Text zum Lesen -
Liebe Leserinnen und Leser

Geht es Ihnen und Euch auch so wie mir? Ich prokrastiniere zwar nicht immer aber doch oft! Einige werden jetzt denken: Was tust du bitte? Prokrastinieren? Was soll denn das sein? Nun alles braucht seinen Fachausdruck, und Prokrastination ist schlicht die Tendenz, die Dinge aufzuschieben, zu denen ich gerade keine Lust habe, solange es irgendwie geht!

Gerade bei Texten, die ich schreiben soll, passiert mir das. Ich habe einfach gemerkt, es fällt mir leichter, zu schreiben, wenn ich unter Zeitdruck bin. Sonst sitze ist manchmal stundenlang am Computer und keine Muse weit und breit, die mich ein wenig inspirieren würde. Aber irgendwann kommt dann der Moment, der es in diesem Jahr in die Losung für den Evangelischen Kirchentag gebracht hat! Markus 1, 15a: „Jetzt ist die Zeit!“ Bei mir ist es dann meist der Impuls: Jetzt musst du loslegen, sonst schaffst Du es nicht zum Termin! Beim Kirchentag wird es sicher eher um die großen Themen der Zeit gehen, Krieg, Klimawandel, Gerechtigkeit usw. Und ein solcher Text kann leicht zur moralischen Keule werden: Jetzt muss sich unser Lebenswandel drastisch ändern, und wir müssen … und so weiter!

Auszug der Daten -
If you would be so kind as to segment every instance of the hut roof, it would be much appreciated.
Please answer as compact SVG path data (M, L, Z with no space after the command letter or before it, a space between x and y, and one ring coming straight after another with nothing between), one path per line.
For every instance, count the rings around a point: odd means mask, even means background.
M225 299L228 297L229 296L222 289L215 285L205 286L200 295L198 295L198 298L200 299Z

Zu erledigende Aufgaben -
A – Welches Bibelwort ist laut dem Text über das Aufschieben in diesem Jahr die Losung für den Evangelischen Kirchentag?
B – Führen Sie den Text über das Aufschieben im Anschluss an seinen letzten Satz weiter.
Die Daten haben keinen Bezug zum Text über das Aufschieben.

Ergebnisse -
A – Markus 1, 15a: „Jetzt ist die Zeit!“

B –
Ich bin durchaus der Ansicht, dass sich unser/mein Lebensstil in so Manchem ändern sollte im Blick auf zukünftige Generationen und im Blick auf gegenwärtige Mitmenschen, aber die Kirchentagslosung scheint mir doch noch einen anderen Schwerpunkt zu haben als der Text im Markusevangelium. In der Lutherbibel heißt es: „Die Zeit ist erfüllt!“ und die Basisbibel übersetzt: „Die von Gott bestimmte Zeit ist da“ Und dann geht es weiter, aber eben nicht mit der Ankündigung einer drohenden Katastrophe, wenn man nicht sofort das Leben radikal ändert, sondern mit der Botschaft, dass Gottes Reich nahe herbeigekommen ist. Und wenn dann zur Umkehr aufgefordert wird, dann so: (Basisbibel) „Ändert euer Leben und glaubt dieser Guten Nachricht“.

Und dann geht es los. Jesus fängt an, öffentlich aufzutreten und genau das zu predigen, und die ersten Schüler beginnen, ihm zu folgen, weil sie das anzieht und bewegt, was er sagt und vorlebt.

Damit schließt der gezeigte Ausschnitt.